▶ **GOAL 1**
Retype the passage of the blog post about two Saturdays below, starting at "Speaking of the" and ending at "not understand, fluffy!".

▶ **TEXT EXCERPT**
# # # # # # #

Two very different Saturdays
04/12/09 08:54 AM
| Up Chucks
I've been photographing this corner since 1980. It has changed alot. While I was enjoying a nice day of photo-safari weather Jenni was driving to Tennessee to see the new nephew. My day went much better, even though I had to head down town to get the battery charger for my new camera. When my new camera arrived at the store on Thursday I immediately started charging the battery in the office where I also do sensor cleanings for customers. So naturally I forgot to bring it home that night, or the next night. So on Saturday, since I was downtown anyway picking up my charger I headed over to Mass Avenue to update a recurring photo I've been taking since 1980. Plus I got off a few more good ones with the new gear.

Speaking of the new camera and gear, as Jenni was getting ready to pull out of the driveway this Saturday at 8:00 we witnessed some of our bird population in courtship rituals at our garage attic vent. I ran in and got the 300mm lens from my new camera gear and went to work snapping the determined male trying to convince a disinterested "chick" while two other suitors waited in a nearby tree (sounds an awfully lot like my entire High School experience).
What part of no do you not understand, fluffy!

# # # # # # #

▶ **DATA FOR THE TASK**
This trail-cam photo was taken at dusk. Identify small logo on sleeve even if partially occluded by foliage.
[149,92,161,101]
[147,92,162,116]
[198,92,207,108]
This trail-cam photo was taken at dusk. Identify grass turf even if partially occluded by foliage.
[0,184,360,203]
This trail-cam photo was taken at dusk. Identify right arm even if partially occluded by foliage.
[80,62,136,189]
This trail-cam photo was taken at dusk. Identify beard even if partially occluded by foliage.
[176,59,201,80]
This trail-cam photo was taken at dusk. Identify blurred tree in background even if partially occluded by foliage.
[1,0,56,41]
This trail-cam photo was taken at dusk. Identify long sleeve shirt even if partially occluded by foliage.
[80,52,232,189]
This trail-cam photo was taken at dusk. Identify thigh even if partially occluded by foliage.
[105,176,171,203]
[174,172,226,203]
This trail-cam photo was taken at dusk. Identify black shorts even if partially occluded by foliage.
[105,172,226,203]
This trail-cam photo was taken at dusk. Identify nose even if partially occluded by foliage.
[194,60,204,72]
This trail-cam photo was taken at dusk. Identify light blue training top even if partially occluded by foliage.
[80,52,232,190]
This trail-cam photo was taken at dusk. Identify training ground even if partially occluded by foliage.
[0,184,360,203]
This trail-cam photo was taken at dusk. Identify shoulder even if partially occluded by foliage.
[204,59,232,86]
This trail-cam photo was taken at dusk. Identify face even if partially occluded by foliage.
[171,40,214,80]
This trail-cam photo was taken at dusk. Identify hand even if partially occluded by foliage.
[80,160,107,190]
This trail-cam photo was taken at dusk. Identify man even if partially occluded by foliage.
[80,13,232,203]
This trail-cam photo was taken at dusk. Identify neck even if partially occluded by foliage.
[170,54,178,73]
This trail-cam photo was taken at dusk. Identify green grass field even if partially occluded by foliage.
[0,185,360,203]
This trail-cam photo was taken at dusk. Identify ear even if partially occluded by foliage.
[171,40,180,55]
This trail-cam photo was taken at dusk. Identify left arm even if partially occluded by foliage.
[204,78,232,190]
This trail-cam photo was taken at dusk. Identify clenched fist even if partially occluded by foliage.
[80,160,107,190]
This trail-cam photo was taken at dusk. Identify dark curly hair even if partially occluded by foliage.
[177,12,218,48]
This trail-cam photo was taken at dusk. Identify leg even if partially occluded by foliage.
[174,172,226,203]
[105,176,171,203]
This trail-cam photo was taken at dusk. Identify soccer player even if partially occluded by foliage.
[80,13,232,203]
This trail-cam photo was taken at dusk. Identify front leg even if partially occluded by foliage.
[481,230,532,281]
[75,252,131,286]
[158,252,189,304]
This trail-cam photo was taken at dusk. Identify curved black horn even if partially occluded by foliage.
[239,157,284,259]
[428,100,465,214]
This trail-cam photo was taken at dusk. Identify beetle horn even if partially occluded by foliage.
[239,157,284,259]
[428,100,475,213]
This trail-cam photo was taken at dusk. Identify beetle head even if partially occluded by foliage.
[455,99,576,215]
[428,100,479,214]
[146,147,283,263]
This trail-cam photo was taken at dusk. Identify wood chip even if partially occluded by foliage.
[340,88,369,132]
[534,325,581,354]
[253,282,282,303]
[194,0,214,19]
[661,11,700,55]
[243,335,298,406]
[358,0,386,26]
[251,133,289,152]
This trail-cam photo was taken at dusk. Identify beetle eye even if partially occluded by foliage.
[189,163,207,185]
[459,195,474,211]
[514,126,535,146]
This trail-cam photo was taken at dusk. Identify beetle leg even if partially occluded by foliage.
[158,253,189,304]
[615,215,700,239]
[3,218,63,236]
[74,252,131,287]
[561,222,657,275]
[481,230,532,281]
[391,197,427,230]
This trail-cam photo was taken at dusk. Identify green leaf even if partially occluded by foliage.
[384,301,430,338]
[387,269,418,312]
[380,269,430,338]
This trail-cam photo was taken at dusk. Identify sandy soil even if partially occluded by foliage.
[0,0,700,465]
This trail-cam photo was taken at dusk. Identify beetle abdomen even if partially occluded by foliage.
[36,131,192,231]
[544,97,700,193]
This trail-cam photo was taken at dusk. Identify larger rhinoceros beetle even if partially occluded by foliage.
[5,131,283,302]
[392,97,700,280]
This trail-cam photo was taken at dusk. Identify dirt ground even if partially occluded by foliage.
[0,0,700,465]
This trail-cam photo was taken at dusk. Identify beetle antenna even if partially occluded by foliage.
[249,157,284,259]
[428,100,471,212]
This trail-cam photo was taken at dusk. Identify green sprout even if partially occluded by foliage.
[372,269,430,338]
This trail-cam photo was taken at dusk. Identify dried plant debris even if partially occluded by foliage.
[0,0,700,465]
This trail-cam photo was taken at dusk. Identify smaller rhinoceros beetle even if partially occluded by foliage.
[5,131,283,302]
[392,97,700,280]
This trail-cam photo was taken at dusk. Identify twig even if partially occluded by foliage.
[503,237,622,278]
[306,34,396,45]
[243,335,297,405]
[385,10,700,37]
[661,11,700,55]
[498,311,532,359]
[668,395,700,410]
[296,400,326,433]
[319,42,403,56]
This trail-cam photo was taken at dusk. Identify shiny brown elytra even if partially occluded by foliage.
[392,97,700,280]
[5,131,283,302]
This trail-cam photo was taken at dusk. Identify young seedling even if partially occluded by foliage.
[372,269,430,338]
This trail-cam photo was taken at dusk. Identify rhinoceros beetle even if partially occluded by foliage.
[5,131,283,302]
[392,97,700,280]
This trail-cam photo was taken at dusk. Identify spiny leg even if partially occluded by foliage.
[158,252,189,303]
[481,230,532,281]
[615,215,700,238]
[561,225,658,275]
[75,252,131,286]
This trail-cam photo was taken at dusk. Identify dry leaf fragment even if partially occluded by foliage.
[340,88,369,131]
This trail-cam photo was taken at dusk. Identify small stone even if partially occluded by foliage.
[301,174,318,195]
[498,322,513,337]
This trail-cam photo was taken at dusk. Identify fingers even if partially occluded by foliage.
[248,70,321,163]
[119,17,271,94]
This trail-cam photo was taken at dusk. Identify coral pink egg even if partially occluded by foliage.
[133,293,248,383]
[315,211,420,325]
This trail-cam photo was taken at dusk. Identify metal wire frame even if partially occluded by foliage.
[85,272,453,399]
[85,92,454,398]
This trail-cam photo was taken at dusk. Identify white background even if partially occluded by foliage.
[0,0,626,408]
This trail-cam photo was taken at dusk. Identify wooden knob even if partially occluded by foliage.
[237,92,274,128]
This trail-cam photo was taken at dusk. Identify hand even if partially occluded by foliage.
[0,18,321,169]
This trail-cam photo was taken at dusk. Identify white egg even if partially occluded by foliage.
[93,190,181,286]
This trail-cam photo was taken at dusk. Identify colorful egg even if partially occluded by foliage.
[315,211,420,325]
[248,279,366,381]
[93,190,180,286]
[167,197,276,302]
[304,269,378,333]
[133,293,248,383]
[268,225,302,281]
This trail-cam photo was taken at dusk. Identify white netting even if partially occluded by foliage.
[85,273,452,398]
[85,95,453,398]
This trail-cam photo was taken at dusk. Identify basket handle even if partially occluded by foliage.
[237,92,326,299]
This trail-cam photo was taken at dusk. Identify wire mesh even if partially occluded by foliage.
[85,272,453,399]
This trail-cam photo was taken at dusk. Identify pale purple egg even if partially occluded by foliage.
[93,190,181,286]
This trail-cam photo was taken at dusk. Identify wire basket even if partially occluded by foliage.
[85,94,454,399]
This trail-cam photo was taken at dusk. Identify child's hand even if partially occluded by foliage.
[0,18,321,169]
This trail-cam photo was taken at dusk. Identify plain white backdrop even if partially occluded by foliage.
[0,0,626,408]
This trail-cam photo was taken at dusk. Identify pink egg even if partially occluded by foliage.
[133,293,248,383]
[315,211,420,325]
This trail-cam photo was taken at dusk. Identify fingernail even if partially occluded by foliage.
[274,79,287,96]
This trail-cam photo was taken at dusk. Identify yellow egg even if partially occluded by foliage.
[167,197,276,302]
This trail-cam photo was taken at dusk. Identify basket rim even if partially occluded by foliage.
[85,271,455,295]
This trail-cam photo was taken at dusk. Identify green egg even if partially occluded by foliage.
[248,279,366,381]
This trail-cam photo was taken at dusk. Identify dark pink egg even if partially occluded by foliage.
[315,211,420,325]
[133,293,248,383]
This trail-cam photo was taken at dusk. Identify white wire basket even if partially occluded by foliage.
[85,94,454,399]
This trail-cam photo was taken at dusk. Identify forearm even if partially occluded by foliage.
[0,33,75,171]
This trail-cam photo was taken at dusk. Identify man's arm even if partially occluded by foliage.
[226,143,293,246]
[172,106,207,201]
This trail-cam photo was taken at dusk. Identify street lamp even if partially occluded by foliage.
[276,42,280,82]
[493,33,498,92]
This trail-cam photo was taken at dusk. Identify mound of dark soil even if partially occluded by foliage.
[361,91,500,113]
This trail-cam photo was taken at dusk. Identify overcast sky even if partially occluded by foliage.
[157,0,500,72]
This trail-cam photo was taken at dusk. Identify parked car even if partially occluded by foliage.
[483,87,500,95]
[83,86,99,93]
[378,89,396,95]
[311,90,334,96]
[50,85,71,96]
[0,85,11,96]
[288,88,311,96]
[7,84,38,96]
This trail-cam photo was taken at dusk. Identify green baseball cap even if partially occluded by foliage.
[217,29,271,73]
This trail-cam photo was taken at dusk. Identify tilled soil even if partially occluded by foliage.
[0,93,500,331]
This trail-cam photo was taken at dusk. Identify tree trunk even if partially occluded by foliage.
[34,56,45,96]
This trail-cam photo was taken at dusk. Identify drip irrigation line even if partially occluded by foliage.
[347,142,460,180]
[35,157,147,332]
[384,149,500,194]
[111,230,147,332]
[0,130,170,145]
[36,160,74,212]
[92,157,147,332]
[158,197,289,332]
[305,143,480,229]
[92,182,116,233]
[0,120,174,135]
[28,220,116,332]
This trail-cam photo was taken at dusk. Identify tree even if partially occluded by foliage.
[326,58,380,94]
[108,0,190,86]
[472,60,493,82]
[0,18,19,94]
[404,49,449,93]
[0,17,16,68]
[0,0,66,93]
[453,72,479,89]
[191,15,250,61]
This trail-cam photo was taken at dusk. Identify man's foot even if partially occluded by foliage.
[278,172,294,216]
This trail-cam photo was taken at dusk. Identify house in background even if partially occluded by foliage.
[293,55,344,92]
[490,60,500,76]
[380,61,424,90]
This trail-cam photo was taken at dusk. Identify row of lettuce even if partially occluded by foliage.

# # # # # # #

▶ **GOAL 2**
Find every line of the listing above that contains the word "background", and copy each one.

▶ **COMPLETE RESPONSE 1**
Speaking of the new camera and gear, as Jenni was getting ready to pull out of the driveway this Saturday at 8:00 we witnessed some of our bird population in courtship rituals at our garage attic vent. I ran in and got the 300mm lens from my new camera gear and went to work snapping the determined male trying to convince a disinterested "chick" while two other suitors waited in a nearby tree (sounds an awfully lot like my entire High School experience).
What part of no do you not understand, fluffy!

▶ **COMPLETE RESPONSE 2**
This trail-cam photo was taken at dusk. Identify blurred tree in background even if partially occluded by foliage.
This trail-cam photo was taken at dusk. Identify white background even if partially occluded by foliage.
This trail-cam photo was taken at dusk. Identify house in background even if partially occluded by foliage.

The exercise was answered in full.